What to do: Reproduce the records word for word, starting from their very first line and ending with the line that contains "positive clicks: (382, 219)", with both of those lines included.

(Dataset excerpts)
★ ★ ★ ★

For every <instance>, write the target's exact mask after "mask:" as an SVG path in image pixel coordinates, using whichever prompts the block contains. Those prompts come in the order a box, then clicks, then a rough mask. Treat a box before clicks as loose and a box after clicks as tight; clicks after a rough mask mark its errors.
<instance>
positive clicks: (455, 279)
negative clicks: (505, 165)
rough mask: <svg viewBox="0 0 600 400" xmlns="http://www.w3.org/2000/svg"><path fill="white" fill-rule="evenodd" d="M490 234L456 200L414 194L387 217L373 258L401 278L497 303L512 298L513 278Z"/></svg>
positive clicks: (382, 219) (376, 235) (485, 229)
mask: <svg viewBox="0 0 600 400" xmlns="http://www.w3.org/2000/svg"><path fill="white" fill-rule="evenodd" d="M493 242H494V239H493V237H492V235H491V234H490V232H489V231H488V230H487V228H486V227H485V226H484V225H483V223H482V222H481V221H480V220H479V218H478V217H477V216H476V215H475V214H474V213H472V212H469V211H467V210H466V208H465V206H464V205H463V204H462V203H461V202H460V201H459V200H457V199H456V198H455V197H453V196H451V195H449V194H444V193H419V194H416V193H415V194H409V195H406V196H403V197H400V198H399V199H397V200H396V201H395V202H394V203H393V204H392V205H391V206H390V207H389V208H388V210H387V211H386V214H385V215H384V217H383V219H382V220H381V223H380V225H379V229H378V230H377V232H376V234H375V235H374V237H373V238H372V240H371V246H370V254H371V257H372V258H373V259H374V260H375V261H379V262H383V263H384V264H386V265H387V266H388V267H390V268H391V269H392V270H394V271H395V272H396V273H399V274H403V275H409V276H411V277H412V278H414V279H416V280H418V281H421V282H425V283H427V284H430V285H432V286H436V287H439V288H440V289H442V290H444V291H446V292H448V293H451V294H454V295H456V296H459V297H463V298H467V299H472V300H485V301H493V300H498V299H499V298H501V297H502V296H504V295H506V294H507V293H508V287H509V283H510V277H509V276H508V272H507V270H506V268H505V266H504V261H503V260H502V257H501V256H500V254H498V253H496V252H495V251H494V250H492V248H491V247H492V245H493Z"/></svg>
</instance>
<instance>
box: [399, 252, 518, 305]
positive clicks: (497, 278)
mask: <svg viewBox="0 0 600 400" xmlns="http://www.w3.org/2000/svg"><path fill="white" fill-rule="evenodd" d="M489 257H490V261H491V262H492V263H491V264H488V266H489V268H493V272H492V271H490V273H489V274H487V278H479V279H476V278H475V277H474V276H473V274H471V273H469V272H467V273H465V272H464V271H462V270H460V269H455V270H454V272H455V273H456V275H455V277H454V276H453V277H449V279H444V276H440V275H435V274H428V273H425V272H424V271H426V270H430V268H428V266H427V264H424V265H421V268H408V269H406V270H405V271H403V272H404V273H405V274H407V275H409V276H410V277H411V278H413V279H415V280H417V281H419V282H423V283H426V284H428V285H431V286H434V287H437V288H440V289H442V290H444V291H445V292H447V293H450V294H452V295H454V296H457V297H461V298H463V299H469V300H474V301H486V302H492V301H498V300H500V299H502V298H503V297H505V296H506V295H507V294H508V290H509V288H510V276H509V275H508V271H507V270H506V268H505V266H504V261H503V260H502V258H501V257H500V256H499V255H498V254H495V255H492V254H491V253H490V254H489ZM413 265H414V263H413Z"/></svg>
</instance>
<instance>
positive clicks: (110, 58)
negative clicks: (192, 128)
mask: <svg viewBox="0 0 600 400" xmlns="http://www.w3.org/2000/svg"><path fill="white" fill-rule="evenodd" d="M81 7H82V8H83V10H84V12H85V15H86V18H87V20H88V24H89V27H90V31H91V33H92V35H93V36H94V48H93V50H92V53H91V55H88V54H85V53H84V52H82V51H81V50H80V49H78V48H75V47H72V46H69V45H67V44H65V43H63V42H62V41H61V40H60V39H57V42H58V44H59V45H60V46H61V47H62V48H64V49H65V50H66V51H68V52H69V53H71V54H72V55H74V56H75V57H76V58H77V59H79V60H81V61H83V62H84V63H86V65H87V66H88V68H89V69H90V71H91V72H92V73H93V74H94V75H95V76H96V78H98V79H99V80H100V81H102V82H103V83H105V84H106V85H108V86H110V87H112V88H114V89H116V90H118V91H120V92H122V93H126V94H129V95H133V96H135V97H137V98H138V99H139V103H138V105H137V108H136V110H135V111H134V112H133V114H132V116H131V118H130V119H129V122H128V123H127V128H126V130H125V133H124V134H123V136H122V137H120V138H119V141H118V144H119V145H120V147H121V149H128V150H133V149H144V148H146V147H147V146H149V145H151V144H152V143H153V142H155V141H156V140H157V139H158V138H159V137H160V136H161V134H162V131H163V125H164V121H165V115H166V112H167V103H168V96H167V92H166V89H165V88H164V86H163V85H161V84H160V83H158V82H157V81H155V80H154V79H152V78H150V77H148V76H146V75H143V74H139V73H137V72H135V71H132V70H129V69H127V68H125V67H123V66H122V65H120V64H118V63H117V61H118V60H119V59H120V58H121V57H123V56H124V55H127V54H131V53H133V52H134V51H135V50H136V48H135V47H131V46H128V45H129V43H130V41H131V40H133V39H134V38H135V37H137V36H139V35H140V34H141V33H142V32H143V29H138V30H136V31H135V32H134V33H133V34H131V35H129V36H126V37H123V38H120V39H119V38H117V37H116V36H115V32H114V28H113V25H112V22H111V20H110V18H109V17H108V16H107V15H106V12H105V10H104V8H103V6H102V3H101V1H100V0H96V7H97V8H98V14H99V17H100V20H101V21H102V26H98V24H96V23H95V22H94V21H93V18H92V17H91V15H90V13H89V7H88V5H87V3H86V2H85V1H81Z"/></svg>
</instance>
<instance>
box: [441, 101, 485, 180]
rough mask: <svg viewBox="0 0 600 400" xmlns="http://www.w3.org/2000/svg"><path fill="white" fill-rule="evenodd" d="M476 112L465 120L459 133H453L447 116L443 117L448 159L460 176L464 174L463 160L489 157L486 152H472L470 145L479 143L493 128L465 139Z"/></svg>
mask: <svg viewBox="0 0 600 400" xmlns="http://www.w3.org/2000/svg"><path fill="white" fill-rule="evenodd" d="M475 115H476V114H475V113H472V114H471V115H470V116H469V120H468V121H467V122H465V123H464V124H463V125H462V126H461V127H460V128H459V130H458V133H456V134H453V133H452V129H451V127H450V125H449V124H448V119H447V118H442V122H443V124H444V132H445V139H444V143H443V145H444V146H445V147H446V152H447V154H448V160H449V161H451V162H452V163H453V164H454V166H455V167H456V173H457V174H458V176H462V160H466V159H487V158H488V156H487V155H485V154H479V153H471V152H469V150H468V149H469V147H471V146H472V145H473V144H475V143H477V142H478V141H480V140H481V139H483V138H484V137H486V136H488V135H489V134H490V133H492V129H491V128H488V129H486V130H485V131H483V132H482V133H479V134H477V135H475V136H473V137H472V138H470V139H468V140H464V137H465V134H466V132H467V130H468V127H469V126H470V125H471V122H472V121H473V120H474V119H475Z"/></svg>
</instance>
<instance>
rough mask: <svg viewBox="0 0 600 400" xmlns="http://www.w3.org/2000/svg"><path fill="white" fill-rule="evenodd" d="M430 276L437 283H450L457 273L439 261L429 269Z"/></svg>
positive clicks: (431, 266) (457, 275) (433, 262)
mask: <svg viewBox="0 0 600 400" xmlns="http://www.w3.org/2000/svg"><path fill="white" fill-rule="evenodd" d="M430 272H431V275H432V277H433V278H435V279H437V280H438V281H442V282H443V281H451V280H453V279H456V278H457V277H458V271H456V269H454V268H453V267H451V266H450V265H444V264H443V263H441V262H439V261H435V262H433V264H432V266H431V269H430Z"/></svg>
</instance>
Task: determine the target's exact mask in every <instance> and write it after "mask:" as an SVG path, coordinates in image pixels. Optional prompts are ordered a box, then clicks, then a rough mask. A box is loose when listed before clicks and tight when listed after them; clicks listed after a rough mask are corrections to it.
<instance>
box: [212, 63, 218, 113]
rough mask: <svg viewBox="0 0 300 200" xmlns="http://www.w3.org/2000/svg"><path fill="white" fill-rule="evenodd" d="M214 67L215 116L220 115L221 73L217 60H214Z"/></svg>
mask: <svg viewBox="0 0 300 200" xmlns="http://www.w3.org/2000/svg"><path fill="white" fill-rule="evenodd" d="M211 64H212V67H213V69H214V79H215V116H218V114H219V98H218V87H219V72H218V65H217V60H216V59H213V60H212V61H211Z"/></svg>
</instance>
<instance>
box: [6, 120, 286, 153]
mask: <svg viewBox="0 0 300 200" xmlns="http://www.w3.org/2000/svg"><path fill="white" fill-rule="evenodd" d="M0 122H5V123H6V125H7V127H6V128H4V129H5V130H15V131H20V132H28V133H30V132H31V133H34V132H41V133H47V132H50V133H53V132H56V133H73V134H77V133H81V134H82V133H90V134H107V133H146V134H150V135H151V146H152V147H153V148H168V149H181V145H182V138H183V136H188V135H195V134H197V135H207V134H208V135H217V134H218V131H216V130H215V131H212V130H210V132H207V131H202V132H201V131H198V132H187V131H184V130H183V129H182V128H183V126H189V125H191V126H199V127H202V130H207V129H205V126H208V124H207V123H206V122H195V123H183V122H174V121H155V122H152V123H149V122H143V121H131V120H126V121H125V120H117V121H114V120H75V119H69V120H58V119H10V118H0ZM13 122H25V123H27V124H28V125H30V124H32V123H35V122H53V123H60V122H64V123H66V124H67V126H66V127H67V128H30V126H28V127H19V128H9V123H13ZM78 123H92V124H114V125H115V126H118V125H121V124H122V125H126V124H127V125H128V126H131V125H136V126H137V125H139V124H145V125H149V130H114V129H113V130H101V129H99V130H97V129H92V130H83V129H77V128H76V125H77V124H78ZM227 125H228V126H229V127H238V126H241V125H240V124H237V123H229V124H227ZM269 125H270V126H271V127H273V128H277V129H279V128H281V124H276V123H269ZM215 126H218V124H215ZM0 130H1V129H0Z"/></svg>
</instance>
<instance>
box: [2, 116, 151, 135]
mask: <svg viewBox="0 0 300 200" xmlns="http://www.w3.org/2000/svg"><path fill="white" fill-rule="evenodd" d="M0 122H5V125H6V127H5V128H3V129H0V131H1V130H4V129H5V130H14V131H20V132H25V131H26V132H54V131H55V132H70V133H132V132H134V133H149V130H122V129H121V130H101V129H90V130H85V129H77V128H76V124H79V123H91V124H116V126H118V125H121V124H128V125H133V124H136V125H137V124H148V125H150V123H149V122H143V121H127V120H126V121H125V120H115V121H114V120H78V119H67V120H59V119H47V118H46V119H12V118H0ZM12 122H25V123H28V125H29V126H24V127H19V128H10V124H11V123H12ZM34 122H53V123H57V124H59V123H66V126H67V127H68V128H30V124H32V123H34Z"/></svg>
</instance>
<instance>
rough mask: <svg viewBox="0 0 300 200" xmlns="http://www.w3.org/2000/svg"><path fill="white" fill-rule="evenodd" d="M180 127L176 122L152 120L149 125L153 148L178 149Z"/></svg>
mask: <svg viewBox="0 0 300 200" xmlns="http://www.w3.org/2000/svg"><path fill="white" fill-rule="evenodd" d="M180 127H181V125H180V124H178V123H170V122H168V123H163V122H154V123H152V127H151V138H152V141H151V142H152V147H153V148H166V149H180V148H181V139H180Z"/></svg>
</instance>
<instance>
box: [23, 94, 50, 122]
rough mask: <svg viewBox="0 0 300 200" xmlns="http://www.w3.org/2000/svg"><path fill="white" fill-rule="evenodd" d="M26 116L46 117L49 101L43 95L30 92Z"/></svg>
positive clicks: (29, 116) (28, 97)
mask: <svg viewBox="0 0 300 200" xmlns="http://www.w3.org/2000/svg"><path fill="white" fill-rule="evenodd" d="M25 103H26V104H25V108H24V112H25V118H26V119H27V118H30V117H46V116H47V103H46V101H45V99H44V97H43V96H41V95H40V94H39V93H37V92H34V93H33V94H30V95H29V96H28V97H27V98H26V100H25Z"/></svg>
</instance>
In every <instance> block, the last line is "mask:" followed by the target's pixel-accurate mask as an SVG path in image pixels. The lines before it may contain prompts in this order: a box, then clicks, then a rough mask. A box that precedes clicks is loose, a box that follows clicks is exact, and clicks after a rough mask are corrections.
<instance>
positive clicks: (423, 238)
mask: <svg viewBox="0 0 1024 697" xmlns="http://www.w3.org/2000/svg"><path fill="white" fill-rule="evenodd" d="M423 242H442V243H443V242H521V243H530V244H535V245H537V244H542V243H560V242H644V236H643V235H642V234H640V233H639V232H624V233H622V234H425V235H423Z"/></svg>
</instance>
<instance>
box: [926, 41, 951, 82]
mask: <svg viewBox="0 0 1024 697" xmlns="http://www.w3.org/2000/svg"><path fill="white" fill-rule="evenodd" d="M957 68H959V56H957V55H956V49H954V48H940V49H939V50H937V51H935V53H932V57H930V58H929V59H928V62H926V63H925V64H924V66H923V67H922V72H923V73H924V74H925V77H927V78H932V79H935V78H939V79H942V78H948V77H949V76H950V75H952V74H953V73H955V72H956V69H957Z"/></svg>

★ ★ ★ ★

Written solution:
For every <instance>, write the target's exact mask after "mask:" as an SVG path in image pixel coordinates, using whichever prompts the block contains. Those prompts come in the order a box, then clicks, then a rough mask. Treat a box before clicks as loose and a box after clicks as tight; clicks after a rough mask mark its errors.
<instance>
positive clicks: (455, 279)
negative clicks: (505, 165)
rough mask: <svg viewBox="0 0 600 400" xmlns="http://www.w3.org/2000/svg"><path fill="white" fill-rule="evenodd" d="M490 234L456 200L414 194L387 217L373 258L401 278L497 303L512 298L513 278Z"/></svg>
positive clicks: (382, 219) (376, 235) (485, 229)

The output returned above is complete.